* _PROBLEM DETAILS_:
Will you transcribe the entries that follow, exactly and in full?

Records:
────────────────────

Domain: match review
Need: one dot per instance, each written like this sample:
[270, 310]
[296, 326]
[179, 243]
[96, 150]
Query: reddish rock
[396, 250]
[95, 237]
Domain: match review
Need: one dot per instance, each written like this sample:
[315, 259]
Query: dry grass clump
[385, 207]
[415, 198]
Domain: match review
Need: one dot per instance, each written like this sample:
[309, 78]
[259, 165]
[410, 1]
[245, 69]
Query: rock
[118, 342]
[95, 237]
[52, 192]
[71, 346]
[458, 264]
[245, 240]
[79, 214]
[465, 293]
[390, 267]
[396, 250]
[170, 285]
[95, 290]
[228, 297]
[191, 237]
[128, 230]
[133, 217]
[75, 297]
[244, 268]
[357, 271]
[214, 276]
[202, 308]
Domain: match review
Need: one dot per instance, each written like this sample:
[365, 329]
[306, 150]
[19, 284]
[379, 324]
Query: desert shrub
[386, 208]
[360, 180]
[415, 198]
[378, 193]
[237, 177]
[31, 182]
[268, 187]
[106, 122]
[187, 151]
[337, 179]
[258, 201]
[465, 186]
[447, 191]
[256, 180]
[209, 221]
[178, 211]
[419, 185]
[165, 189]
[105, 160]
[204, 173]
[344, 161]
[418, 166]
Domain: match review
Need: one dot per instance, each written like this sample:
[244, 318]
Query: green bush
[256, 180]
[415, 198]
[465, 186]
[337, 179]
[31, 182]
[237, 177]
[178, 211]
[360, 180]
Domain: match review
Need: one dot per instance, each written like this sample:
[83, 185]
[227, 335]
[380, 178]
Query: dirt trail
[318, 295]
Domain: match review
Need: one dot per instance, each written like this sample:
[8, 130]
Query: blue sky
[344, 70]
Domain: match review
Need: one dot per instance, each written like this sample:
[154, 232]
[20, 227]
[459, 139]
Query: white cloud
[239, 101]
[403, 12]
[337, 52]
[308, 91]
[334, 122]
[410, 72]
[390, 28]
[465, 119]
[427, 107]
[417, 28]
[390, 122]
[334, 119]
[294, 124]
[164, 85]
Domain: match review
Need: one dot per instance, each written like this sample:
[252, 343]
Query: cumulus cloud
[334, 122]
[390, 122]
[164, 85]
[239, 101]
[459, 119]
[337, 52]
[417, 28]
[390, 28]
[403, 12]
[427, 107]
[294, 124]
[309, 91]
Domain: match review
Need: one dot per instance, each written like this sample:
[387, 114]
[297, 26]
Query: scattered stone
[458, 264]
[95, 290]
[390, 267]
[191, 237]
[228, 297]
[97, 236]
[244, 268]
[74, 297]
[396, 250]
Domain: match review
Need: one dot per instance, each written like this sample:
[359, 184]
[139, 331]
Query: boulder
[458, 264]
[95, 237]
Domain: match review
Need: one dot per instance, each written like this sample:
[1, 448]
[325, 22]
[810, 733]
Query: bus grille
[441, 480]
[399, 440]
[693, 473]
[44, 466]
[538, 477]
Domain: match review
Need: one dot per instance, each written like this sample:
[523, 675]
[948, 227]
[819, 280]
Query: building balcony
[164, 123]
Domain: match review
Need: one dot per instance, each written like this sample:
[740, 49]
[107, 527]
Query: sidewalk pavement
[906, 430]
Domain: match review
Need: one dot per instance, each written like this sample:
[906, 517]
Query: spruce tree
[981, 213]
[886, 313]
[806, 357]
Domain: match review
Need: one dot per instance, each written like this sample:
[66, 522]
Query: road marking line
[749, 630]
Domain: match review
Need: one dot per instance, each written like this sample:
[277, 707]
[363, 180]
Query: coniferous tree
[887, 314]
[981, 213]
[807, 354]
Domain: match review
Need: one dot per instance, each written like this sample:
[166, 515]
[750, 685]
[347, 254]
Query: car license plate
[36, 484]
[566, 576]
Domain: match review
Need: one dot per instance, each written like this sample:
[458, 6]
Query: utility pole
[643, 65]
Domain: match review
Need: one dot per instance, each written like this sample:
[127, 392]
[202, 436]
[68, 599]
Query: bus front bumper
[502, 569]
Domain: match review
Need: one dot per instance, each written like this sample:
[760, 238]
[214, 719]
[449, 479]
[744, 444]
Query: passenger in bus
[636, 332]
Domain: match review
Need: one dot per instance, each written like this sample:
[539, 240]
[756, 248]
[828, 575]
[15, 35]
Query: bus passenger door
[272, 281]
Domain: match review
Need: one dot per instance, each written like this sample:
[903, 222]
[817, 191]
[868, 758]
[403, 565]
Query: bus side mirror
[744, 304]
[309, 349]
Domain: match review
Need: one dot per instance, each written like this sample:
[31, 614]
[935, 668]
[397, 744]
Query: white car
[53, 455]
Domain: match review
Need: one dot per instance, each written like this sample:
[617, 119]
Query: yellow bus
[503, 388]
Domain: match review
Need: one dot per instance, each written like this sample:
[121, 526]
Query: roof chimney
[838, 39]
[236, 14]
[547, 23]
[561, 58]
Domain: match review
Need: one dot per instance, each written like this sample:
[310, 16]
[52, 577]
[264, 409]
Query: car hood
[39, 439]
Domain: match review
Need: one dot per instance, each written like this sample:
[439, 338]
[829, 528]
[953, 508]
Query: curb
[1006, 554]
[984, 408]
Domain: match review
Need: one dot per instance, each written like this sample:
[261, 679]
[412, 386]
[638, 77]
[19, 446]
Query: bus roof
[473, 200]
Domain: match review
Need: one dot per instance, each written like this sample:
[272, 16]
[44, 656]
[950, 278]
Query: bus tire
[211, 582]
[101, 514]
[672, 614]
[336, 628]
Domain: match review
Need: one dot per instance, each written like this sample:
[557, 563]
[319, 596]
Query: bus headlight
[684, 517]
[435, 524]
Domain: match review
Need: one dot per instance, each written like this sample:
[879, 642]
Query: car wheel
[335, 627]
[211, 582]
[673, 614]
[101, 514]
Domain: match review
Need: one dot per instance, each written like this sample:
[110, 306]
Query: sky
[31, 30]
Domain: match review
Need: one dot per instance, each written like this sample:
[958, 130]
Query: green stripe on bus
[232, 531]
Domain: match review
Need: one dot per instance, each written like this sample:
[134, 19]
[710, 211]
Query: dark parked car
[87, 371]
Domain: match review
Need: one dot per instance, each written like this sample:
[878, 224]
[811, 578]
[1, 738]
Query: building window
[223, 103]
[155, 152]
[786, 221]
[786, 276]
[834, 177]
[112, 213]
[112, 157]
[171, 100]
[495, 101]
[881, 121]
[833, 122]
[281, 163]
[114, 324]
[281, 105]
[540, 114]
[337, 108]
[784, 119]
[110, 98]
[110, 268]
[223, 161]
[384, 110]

────────────────────

* _RESPONSE TO THIS TASK_:
Domain: match review
Need: one dot per instance, each written like this sample:
[270, 310]
[296, 326]
[179, 243]
[96, 150]
Query: reddish rock
[396, 250]
[95, 237]
Domain: match review
Need: one dot per instance, each written like this sample:
[315, 259]
Query: dry grass clump
[385, 207]
[415, 198]
Domain: match review
Need: one dot per instance, each written like this sample:
[309, 78]
[259, 165]
[410, 1]
[245, 69]
Query: rock
[118, 342]
[95, 237]
[52, 192]
[71, 346]
[458, 264]
[245, 240]
[79, 214]
[465, 293]
[390, 267]
[396, 250]
[170, 285]
[95, 290]
[228, 297]
[191, 237]
[128, 230]
[133, 217]
[75, 297]
[244, 268]
[357, 271]
[214, 276]
[202, 308]
Domain: match review
Need: one dot per instance, each written like this sample:
[365, 329]
[306, 150]
[19, 284]
[379, 324]
Query: desert shrub
[386, 208]
[360, 180]
[415, 198]
[378, 193]
[237, 177]
[31, 182]
[268, 187]
[106, 122]
[187, 151]
[337, 179]
[258, 201]
[465, 186]
[447, 191]
[256, 180]
[209, 221]
[178, 211]
[419, 185]
[165, 189]
[105, 160]
[204, 173]
[344, 161]
[418, 166]
Domain: match review
Need: one dot per instance, each written like this sample:
[244, 318]
Query: green bush
[256, 180]
[415, 198]
[465, 186]
[337, 179]
[31, 182]
[237, 177]
[178, 211]
[360, 180]
Domain: match review
Need: one dot per instance, each written like this sample:
[83, 185]
[227, 335]
[380, 178]
Query: dirt trail
[318, 295]
Domain: match review
Need: one dot per instance, each written like this sample:
[8, 130]
Query: blue sky
[344, 70]
Domain: match review
Need: one dot per instance, each written like this sample:
[154, 232]
[20, 227]
[459, 139]
Query: white cloud
[239, 101]
[403, 12]
[337, 52]
[308, 91]
[334, 122]
[410, 72]
[390, 28]
[465, 119]
[427, 107]
[417, 28]
[390, 122]
[334, 119]
[294, 124]
[164, 85]
Domain: match review
Need: one dot per instance, each written like this sample:
[252, 343]
Query: cumulus cloud
[334, 122]
[390, 122]
[164, 85]
[239, 101]
[459, 119]
[337, 52]
[417, 28]
[390, 28]
[403, 12]
[427, 107]
[294, 124]
[309, 91]
Domain: match review
Need: one dot per instance, each written like this sample:
[387, 114]
[297, 26]
Query: scattered stone
[458, 264]
[95, 290]
[390, 267]
[191, 237]
[228, 297]
[97, 236]
[244, 268]
[74, 297]
[396, 250]
Domain: match review
Need: one dot per instance, each written like this sample:
[359, 184]
[139, 331]
Query: boulder
[458, 264]
[95, 237]
Domain: match review
Need: one dot per instance, each written like this sample:
[1, 448]
[325, 22]
[810, 733]
Query: bus grille
[441, 480]
[399, 440]
[693, 473]
[44, 466]
[538, 477]
Domain: match review
Need: one dot per instance, each written like this sample:
[523, 675]
[948, 227]
[819, 280]
Query: building balcony
[164, 123]
Domain: match review
Need: one dot per instance, each written like this sample:
[740, 49]
[107, 527]
Query: sidewalk pavement
[906, 430]
Domain: match review
Need: one dot per instance, each written like this sample:
[906, 517]
Query: spruce tree
[981, 213]
[886, 313]
[806, 357]
Domain: match review
Need: one dot per instance, each written like this sample:
[66, 522]
Query: road marking line
[749, 630]
Domain: match review
Need: one dot per instance, each written like this sample:
[277, 707]
[363, 180]
Query: coniferous tree
[887, 314]
[981, 213]
[807, 354]
Domain: match review
Need: one dot per instance, each written like this sample:
[166, 515]
[750, 685]
[347, 254]
Query: car license plate
[36, 484]
[566, 576]
Domain: match review
Need: one dot per instance, each written like this sample:
[458, 6]
Query: utility pole
[643, 65]
Domain: match review
Need: one dot per instance, each written like this sample:
[127, 392]
[202, 436]
[68, 599]
Query: bus front bumper
[502, 569]
Domain: match review
Need: one dot per instance, each written like this sample:
[760, 238]
[214, 719]
[449, 479]
[744, 444]
Query: passenger in bus
[636, 332]
Domain: match review
Need: one dot per instance, each written like this sample:
[539, 240]
[756, 248]
[828, 575]
[15, 35]
Query: bus passenger door
[272, 281]
Domain: match review
Need: one dot per instance, each written like this sample:
[903, 222]
[817, 191]
[868, 758]
[403, 565]
Query: bus side mirror
[744, 304]
[309, 349]
Domain: match review
Need: one dot per instance, each written like this sample:
[31, 614]
[935, 668]
[397, 744]
Query: white car
[53, 455]
Domain: match review
Need: one dot per instance, each written like this sample:
[617, 119]
Query: yellow bus
[503, 388]
Domain: match review
Need: one dot per instance, each written like this sample:
[121, 526]
Query: roof chimney
[838, 39]
[236, 14]
[547, 23]
[561, 58]
Domain: match review
Need: one dot per instance, each written like this sample:
[310, 16]
[52, 577]
[264, 409]
Query: car hood
[39, 439]
Domain: match review
Need: one dot per instance, each written like this sample:
[439, 338]
[829, 528]
[953, 508]
Query: curb
[1006, 554]
[984, 408]
Domain: match review
Need: one dot per instance, each written like this sample:
[261, 679]
[412, 386]
[638, 77]
[19, 446]
Query: bus roof
[473, 200]
Domain: match review
Need: one dot per instance, each written like this sample:
[272, 16]
[44, 656]
[950, 278]
Query: bus tire
[211, 582]
[101, 514]
[672, 614]
[336, 628]
Domain: match review
Need: one dot per instance, each written like this sample:
[557, 563]
[319, 596]
Query: bus headlight
[684, 517]
[435, 524]
Domain: match review
Need: one dot per instance, each written like this sample:
[879, 642]
Query: car wheel
[335, 627]
[211, 582]
[673, 614]
[101, 514]
Domain: match review
Need: one dot per instance, each written like this sample:
[110, 306]
Query: sky
[31, 30]
Domain: match review
Need: one dot per instance, each written like this sample:
[958, 130]
Query: green stripe on bus
[232, 531]
Domain: match review
Need: one dot per instance, each written like this sample:
[134, 19]
[710, 211]
Query: dark parked car
[87, 371]
Domain: match review
Need: one dot per instance, each written like this sample:
[878, 224]
[811, 578]
[1, 738]
Query: building window
[223, 103]
[155, 152]
[786, 221]
[786, 276]
[834, 177]
[112, 213]
[112, 157]
[171, 100]
[495, 101]
[881, 121]
[833, 122]
[281, 163]
[114, 324]
[281, 105]
[540, 114]
[337, 108]
[784, 119]
[110, 98]
[110, 268]
[223, 161]
[384, 110]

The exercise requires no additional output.